### Gespeicherte Einträge
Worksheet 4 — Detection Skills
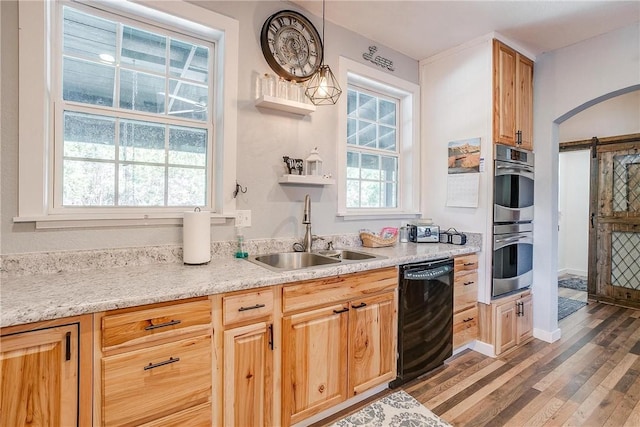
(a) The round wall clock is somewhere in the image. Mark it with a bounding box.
[260,10,322,82]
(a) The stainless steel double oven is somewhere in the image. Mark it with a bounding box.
[491,144,534,298]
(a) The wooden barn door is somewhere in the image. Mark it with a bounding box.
[588,135,640,307]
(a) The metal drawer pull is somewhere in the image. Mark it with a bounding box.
[144,320,182,331]
[238,304,266,311]
[144,357,180,371]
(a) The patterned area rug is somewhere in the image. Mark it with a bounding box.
[558,277,587,292]
[558,297,587,320]
[330,390,451,427]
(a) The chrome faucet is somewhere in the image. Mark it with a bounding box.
[302,194,313,252]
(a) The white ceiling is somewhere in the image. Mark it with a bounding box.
[291,0,640,60]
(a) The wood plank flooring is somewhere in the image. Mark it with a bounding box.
[319,301,640,426]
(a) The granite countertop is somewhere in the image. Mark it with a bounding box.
[0,242,481,327]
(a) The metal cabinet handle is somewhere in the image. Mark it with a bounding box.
[238,304,265,311]
[144,320,182,331]
[144,357,180,371]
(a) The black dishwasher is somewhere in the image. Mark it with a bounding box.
[390,258,453,388]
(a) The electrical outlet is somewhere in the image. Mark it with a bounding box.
[236,209,251,227]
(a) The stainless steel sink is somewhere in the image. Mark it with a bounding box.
[247,249,385,271]
[318,249,381,261]
[248,252,340,271]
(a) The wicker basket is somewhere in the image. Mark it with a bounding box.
[360,233,398,248]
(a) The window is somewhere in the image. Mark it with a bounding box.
[338,58,420,219]
[347,85,400,209]
[16,1,238,226]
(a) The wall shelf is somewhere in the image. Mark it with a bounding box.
[278,174,336,185]
[255,95,316,116]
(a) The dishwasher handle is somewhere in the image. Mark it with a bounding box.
[403,264,453,280]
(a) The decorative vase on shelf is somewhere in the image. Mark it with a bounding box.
[305,147,322,176]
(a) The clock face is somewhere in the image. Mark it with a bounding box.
[260,10,322,82]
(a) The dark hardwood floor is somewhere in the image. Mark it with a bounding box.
[321,301,640,426]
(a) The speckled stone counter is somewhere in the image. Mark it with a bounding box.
[0,240,481,327]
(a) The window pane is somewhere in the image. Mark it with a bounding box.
[347,119,358,144]
[63,111,115,160]
[168,168,207,206]
[167,80,209,121]
[347,179,360,208]
[62,58,115,107]
[378,126,396,151]
[169,39,209,83]
[358,93,377,121]
[119,120,165,163]
[62,7,117,61]
[120,25,167,74]
[378,99,396,127]
[62,160,115,206]
[168,126,207,166]
[358,121,376,148]
[120,70,165,113]
[360,181,380,208]
[347,90,358,116]
[381,156,398,181]
[360,154,380,180]
[118,164,164,206]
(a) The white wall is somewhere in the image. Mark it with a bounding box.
[0,1,418,254]
[533,24,640,341]
[558,150,591,277]
[420,37,493,303]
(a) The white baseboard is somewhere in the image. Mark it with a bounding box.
[533,328,562,343]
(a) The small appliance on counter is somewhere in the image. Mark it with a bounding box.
[407,221,440,243]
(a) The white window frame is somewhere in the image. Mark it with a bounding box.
[336,56,421,220]
[14,0,239,228]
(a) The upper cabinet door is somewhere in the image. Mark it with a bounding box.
[516,54,533,151]
[493,40,533,150]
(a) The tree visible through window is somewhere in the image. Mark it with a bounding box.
[346,86,400,208]
[56,6,214,207]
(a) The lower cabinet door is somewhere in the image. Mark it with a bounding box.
[0,325,78,427]
[495,301,518,354]
[224,322,274,427]
[102,335,211,426]
[282,304,349,425]
[349,292,397,396]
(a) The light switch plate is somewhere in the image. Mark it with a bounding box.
[236,209,251,227]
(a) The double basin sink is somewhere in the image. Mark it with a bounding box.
[248,249,386,271]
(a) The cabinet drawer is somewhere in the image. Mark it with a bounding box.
[102,300,211,351]
[102,335,211,426]
[282,268,398,312]
[453,272,478,313]
[453,307,478,348]
[453,254,478,275]
[222,289,273,326]
[140,403,213,427]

### Arbeitsanweisung
Ersetzen Sie in sämtlichen Datensätzen „bounding box“ durch „rectangle“ und geben Sie die Zeilen sonst unverändert wieder. Die Bilder lassen Sie dabei aus der Antwort weg.

### Aufgabenlösung
Worksheet 4 — Detection Skills
(a) The round wall clock is somewhere in the image. Mark it with a rectangle.
[260,10,322,82]
(a) The stainless steel double oven is somewhere in the image. Mark it with a rectangle.
[491,144,534,298]
(a) The wooden barn door is somewhere in the image. Mark it with a rectangle.
[588,135,640,307]
(a) The metal drawer pull is somewhere in the image. Mark it with a rectangle.
[144,320,182,331]
[238,304,266,311]
[144,357,180,371]
(a) The patterned area rug is somewhere in the image. Mark it with a rectangle.
[558,277,587,292]
[558,297,587,320]
[330,390,451,427]
(a) The chrome faucet is somewhere in the image. Mark it with a rectangle.
[302,194,313,252]
(a) The white ceiling is somewhere in the image. Mark it with a rectangle.
[291,0,640,60]
(a) The wood plank flooring is somewhere in the image. Mark it with a rectangle.
[319,301,640,426]
(a) The granite countertop is somewhere in the image. Mark it with a rectangle.
[0,242,481,327]
(a) The metal cabinet handle is somewhere in the image. Mark it with a rectangle.
[238,304,265,311]
[144,320,182,331]
[144,357,180,371]
(a) The black dishwasher is somewhere in the image. Mark it with a rectangle.
[390,258,453,388]
(a) The electrical outlet is somewhere in the image. Mark it with a rectangle.
[236,209,251,227]
(a) The stainless steel sink is somewhere in the image. Mark it with a rectangle.
[247,249,385,271]
[318,249,381,261]
[248,252,340,271]
(a) The wicker basket is somewhere in the image. Mark it with a rectangle.
[360,233,398,248]
(a) The window is somewhere in the image. Mark it with a rectangle.
[338,58,420,219]
[347,85,400,209]
[16,1,238,226]
(a) The wall shelf is somewhere in the image. Mark it with a rectangle.
[278,174,336,185]
[255,95,316,116]
(a) The dishwasher handle is somewhere in the image. Mark it with a rectangle.
[403,264,453,280]
(a) The decorative vase on shelf is somewhere in the image. Mark it with a rectangle.
[305,147,322,176]
(a) The clock face is somewhere in the image. Mark it with a rectangle.
[260,10,322,82]
(a) The dark hardwood floor is somewhere in the image. Mark it with a rectangle.
[321,301,640,426]
(a) The speckled stone counter is somewhere in the image. Mark it with a rectangle.
[0,240,481,327]
(a) The window pane is somewhere in the image. Mark it with a rectangle.
[347,119,358,144]
[63,111,115,160]
[168,168,207,206]
[167,80,209,121]
[347,179,360,208]
[62,58,115,107]
[378,126,396,151]
[169,39,209,83]
[358,93,377,121]
[119,120,165,163]
[62,7,117,61]
[120,25,167,74]
[378,99,396,127]
[62,160,115,206]
[168,126,207,166]
[358,121,376,148]
[120,70,165,113]
[360,181,380,208]
[347,90,358,116]
[381,156,398,181]
[360,154,380,180]
[118,164,164,206]
(a) The white wall is somewhere in the image. Mark it with a rectangle.
[0,1,418,254]
[533,24,640,341]
[558,150,591,277]
[420,37,493,303]
(a) The white baseboard is somewhere in the image. Mark it with a rectangle.
[533,328,562,343]
(a) The small appliance on counter is somewhere in the image. Mark it with a rectangle.
[407,221,440,243]
(a) The white window frame is somewhere in the image. Mark it with a rectangle.
[336,56,421,220]
[14,0,239,228]
(a) The upper cabinet door is somewhere in the image. Mark it with a rectangle.
[516,54,533,151]
[493,40,533,150]
(a) The tree visible through window is somewhere in the image. Mark it with a rectangle.
[346,86,400,208]
[56,6,214,207]
(a) The lower cabinet door is somewhere in the image. Mark it with a rectangle.
[0,325,78,427]
[495,301,518,354]
[224,322,274,427]
[102,335,211,426]
[282,304,349,425]
[349,292,397,396]
(a) The light switch plate is somewhere in the image. Mark it with a rectangle.
[236,209,251,227]
(a) The double basin sink is somewhere in the image. Mark it with a rectangle.
[248,249,386,271]
(a) The cabinet drawer is somewhere in the image. Mark it with a rectangle.
[102,300,211,351]
[102,335,211,426]
[282,268,398,312]
[453,272,478,313]
[453,307,478,348]
[453,254,478,275]
[222,289,273,326]
[140,403,213,427]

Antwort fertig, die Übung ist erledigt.